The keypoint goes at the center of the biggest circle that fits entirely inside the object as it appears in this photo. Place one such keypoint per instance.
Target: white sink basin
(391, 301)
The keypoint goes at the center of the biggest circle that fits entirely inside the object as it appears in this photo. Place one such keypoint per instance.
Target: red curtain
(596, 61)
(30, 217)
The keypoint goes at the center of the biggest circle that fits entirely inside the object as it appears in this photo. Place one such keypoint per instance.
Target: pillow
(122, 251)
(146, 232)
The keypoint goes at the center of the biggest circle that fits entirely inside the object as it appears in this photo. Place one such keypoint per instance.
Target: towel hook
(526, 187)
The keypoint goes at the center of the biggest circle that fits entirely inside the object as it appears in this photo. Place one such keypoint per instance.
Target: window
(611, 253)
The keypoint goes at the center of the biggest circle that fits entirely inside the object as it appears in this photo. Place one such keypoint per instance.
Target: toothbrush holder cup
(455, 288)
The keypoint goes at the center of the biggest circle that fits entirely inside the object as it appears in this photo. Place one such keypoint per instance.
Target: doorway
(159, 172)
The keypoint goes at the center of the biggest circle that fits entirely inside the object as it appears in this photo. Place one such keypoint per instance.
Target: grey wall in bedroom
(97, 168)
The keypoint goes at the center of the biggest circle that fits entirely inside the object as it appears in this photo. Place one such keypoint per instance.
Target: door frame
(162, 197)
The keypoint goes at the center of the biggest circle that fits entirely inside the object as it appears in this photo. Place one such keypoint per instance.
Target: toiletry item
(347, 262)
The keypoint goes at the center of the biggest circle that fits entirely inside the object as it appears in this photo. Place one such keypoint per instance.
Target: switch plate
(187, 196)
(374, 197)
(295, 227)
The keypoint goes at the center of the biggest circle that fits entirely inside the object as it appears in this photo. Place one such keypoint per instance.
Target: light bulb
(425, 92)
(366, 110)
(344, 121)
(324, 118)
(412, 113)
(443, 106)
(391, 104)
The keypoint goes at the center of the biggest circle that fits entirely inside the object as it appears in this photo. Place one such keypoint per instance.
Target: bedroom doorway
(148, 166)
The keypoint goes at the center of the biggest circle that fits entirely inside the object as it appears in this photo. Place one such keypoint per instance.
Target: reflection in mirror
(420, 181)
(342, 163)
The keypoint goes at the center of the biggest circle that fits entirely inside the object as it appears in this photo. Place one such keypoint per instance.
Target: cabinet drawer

**Task instructions**
All of the material, start to finish, should be retyped exactly.

**Your solution**
The keypoint goes at the center of the biggest circle that fits entirely inside the object as it appears in this photo. Place one such keypoint per instance.
Target: white sink basin
(391, 301)
The keypoint goes at the center of the biggest circle that fits entirely inside the object as it appears in this photo. Place one such keypoint per instance.
Target: red curtain
(596, 61)
(30, 217)
The keypoint goes at the center of the biggest circle that fits entirely inside the object as it appears in this photo. Place one such keypoint per instance.
Target: pillow
(122, 251)
(146, 232)
The keypoint goes at the center of the biggest circle that fits entirely inside the object as it appears in this photo. Place one such keypoint per instance.
Target: towel hook
(526, 187)
The keypoint goes at the center of the biggest circle that fits entirely inside the object as it appears in this photo. Place one such keypoint per instance.
Target: window
(611, 253)
The keypoint goes at the center of the biggest circle that fits entirely inside the object as it appears in this photo. Place one such keypoint per instance.
Target: toothbrush holder cup
(455, 288)
The keypoint goes at the center of the biggest circle that fits entirely inside the object as it appears in this photo. Place one such keypoint per instance.
Target: doorway
(159, 172)
The keypoint goes at the center of the biggest circle that fits entirely inside the object as it appears in this photo. Place one such keypoint per instance.
Target: grey wall in bedroom
(97, 168)
The keypoint goes at the center of the biggest circle that fits entirely inside the object as it appears in this photo. Place one such keypoint per instance.
Target: door frame
(162, 197)
The keypoint goes at the center of the biggest circle that fits entirely inside the object as it appears in this photo. Place one such keypoint per instance.
Target: toiletry item
(347, 262)
The keypoint goes at the center of the biggest circle that fits entirely inside the object as it appears in this photo. Place one such keypoint per instance.
Target: switch plate
(187, 196)
(374, 197)
(295, 227)
The keypoint goes at the center of the biggest circle that fits entirely inside the object as it appears in this photo. Place one such keypoint per instance.
Target: light bulb
(425, 92)
(366, 110)
(344, 121)
(324, 118)
(412, 113)
(443, 106)
(391, 104)
The keypoint goes at the center of the biggest circle that fits entirely inside the object as it appears in this photo. Place one such keypoint per instance.
Target: bedroom doorway
(148, 166)
The keypoint goes at the center of the biggest circle that fits entirely inside the object as it appears in this photo. Place one such keypoint per instance.
Target: reflection in mirror
(420, 181)
(342, 163)
The keypoint goes at the center of the biggest circle that fits entirely inside the object as it appears in this photo. Place one such keypoint per instance.
Target: cabinet drawer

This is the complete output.